— Passage —
------

The painter of light has entered a dark period. Thomas Kinkade, the self-proclaimed (and trademarked) Painter of Light™, is beset with legal troubles. Several years ago, art gallery owners successfully sued his Kinkade’s Media Arts Group for millions after it was revealed that he and company officials invoked God and their “higher calling” to hide the financial risks of the investments.
The settlement put such a strain on his company that earlier this month, he filed for bankruptcy protection from his hundreds of other creditors. Adding to his woes, the artist was arrested on a DUI charge outside his home in Carmel, California.
What sets this news apart from similarly tragic human interest stories is that Kinkade is one of the most financially successful artists in the world. As his website proclaims, Kinkade is “America’s most collected living artist.” He has sold over ten million works and his art or licensed product (which includes wallpaper, tableware, stationary, and La-Z-Boy chairs and sofas) is estimated to be in one in ten homes in the United States. He has even “inspired” a novel (Cape Light), a TV-movie (“Home for Christmas”), and planned communities (“The Gates of Coeur d’Alene” in Coeur d’Alene, Idaho, and “The Village at Hiddenbrooke” outside of San Francisco, and others).
His admirers are legion, especially among evangelical Christians. As an evangelical, I was aware that he was popular but had no idea how much religious devotion he inspired until I expressed my disapproval of the artist’s oeuvre.
“Suppose you had never heard of Kincaid and you saw one of his paintings in a respectable art gallery,” responded my friend Steve. “Suppose you found out that Kincaid cut off his ear and died a long time ago without any money. Can you say with certainty that your opinion of his aesthetics would be the same?”
The interesting assumption behind my friend’s question is that the reason that Kinkade’s paintings are critically reviled is because the painter is rich, popular, and out of favor with the New York art world cognoscenti. (And has both ears.)

------

— Listing —
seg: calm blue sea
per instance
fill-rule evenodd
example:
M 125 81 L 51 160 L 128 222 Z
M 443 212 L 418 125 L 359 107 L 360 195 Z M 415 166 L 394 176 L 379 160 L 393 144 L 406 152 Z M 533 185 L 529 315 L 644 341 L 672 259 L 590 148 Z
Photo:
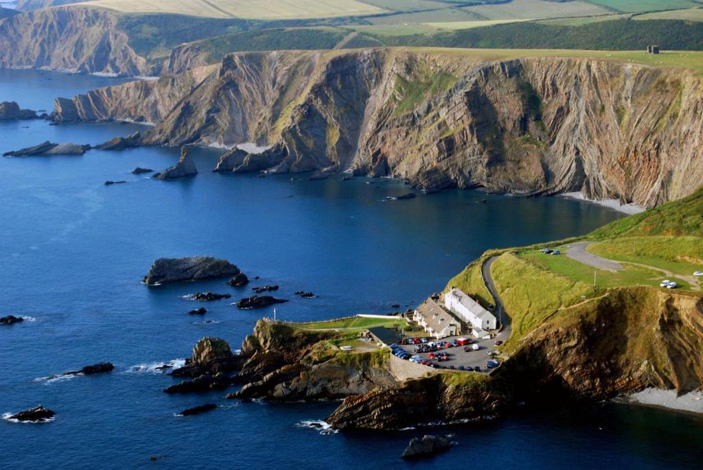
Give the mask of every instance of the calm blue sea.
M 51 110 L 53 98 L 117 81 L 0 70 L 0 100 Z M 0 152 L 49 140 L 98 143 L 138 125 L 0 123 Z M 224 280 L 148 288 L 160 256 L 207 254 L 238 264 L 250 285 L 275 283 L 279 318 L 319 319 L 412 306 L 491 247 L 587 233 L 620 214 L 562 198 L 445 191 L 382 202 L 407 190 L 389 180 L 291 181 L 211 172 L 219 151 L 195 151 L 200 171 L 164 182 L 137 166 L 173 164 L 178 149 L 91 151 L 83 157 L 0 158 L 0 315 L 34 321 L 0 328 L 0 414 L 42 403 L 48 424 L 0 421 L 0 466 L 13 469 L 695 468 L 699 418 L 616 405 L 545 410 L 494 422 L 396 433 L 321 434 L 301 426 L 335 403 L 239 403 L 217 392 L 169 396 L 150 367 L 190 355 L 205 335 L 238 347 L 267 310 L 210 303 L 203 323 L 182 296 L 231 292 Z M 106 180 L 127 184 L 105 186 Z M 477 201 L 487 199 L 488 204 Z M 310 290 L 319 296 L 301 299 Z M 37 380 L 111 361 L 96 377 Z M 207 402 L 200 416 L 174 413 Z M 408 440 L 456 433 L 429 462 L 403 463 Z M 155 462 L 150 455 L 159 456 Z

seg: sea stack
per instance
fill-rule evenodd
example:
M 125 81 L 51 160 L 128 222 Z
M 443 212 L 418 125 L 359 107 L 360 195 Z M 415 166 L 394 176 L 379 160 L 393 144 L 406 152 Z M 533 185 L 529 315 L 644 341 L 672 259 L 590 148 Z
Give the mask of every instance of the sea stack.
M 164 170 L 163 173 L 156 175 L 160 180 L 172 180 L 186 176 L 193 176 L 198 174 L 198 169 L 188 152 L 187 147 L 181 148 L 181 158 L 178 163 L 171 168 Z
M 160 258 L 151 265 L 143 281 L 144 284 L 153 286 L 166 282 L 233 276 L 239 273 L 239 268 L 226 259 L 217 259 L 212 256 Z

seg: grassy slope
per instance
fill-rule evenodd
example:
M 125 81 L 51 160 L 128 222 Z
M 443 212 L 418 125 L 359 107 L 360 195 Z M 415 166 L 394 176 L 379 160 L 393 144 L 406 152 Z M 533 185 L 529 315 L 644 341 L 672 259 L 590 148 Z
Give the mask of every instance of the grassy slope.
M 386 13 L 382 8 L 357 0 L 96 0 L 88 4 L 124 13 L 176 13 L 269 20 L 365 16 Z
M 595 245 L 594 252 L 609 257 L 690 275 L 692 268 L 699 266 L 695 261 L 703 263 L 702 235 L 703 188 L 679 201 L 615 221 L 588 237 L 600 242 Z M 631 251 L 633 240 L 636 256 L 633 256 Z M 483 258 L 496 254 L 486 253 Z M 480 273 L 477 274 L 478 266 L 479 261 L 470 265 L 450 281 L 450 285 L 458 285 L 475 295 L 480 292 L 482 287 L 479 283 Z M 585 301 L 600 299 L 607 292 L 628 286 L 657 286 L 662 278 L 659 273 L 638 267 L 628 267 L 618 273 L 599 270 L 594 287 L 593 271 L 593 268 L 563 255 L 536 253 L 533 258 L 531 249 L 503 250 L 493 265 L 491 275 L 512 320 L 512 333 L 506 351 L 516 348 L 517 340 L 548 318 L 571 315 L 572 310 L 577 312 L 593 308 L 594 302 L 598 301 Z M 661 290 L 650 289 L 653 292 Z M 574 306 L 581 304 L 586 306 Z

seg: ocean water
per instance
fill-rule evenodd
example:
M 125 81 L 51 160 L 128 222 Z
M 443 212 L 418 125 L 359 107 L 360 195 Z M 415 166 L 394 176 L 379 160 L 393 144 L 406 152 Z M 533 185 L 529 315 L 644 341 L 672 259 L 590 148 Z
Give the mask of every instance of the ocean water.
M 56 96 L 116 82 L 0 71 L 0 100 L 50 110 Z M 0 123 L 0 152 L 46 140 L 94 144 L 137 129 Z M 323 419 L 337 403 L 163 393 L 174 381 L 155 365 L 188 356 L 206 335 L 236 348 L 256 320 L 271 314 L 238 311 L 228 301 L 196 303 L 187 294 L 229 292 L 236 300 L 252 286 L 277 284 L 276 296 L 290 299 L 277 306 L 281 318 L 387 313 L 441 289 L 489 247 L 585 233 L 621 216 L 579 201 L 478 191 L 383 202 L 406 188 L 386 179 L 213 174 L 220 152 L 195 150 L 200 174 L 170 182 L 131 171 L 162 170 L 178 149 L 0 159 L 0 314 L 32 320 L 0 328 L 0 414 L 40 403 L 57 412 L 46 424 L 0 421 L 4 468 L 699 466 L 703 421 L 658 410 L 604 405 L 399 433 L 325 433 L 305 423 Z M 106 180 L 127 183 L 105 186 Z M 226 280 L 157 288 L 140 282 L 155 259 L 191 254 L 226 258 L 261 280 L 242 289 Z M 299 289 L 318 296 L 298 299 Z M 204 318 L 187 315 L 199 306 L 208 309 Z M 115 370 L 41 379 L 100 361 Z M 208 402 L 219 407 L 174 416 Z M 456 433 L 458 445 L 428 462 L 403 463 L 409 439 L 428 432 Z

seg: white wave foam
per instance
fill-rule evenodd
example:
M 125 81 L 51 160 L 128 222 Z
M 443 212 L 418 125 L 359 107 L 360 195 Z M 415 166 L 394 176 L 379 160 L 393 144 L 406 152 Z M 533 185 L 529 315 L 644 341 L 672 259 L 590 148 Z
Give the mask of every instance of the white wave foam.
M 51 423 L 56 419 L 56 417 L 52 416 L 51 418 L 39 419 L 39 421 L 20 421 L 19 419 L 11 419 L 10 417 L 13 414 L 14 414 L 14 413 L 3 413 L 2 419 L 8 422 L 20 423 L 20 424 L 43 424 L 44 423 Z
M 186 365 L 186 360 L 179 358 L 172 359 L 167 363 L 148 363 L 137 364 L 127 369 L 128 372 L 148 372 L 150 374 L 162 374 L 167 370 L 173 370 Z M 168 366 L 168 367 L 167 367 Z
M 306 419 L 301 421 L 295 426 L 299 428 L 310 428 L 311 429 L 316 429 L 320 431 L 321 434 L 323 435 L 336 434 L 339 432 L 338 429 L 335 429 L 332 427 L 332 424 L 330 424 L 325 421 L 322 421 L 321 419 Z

------

— Stated task 1 —
Copy the Kinkade piece word for word from "The painter of" to "in Carmel, California.".
— Stated task 2 —
Answer these questions from the Kinkade piece:
(a) On what charge was Kinkade arrested outside his home, and in what town is that home?
(b) How many works has he sold?
(c) What is the title of the novel he inspired?

— Task result 1 —
The painter of light has entered a dark period. Thomas Kinkade, the self-proclaimed (and trademarked) Painter of Light™, is beset with legal troubles. Several years ago, art gallery owners successfully sued his Kinkade’s Media Arts Group for millions after it was revealed that he and company officials invoked God and their “higher calling” to hide the financial risks of the investments.
The settlement put such a strain on his company that earlier this month, he filed for bankruptcy protection from his hundreds of other creditors. Adding to his woes, the artist was arrested on a DUI charge outside his home in Carmel, California.

— Task result 2 —
(a) A DUI charge, in Carmel, California.
(b) Over ten million.
(c) Cape Light.